Required task. Which lines of the records below contain the word "shirt"? Find each of them, matching case exactly, and copy every one in full.

(Data lines)
--------

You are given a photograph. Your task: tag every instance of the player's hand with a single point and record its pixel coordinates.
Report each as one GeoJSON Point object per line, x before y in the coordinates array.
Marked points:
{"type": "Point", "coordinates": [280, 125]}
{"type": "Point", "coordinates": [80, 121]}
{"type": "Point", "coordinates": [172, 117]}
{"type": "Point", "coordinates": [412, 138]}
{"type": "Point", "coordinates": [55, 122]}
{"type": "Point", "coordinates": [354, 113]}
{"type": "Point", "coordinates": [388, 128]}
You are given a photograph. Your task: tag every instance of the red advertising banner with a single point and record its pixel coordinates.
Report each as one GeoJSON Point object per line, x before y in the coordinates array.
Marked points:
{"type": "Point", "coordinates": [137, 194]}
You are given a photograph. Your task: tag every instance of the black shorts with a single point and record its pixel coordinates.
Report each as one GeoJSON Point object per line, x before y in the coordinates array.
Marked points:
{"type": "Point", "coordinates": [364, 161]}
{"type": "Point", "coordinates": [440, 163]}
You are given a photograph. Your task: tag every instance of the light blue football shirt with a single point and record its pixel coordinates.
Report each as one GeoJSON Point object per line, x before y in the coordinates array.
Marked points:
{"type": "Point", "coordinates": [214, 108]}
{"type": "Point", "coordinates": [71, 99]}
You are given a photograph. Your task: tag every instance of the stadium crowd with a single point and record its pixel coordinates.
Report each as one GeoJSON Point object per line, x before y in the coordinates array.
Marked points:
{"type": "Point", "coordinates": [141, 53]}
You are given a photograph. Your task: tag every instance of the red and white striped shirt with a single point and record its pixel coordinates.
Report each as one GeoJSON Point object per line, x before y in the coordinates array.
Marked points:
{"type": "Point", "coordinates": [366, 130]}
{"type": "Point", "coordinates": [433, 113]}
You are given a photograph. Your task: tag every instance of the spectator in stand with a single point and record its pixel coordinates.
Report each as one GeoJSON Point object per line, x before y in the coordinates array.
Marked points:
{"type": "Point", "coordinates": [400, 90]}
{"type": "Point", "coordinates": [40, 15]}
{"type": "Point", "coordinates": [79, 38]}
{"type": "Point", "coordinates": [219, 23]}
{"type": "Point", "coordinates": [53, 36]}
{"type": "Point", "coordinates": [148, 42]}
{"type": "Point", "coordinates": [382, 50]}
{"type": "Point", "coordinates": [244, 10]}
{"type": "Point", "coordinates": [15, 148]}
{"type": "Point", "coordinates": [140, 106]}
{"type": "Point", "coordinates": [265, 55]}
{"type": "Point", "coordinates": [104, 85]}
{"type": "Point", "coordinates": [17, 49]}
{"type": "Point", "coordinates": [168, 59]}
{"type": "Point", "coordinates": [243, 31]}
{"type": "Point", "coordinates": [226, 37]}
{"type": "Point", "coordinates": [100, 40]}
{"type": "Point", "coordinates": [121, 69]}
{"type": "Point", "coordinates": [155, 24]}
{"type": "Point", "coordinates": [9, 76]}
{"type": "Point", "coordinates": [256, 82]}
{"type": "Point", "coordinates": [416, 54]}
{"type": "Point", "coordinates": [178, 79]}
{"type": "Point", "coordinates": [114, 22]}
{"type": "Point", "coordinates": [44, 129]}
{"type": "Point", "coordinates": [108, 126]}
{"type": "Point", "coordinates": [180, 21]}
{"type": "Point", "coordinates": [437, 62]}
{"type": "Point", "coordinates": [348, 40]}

--------

Answer for this exercise.
You are given a photograph. Your task: tag every instance of the light blue football shirt with a single point and record its pixel coordinates.
You are given a photograph. Your task: tag every instance of the red and white striped shirt with a single point and record its pixel coordinates.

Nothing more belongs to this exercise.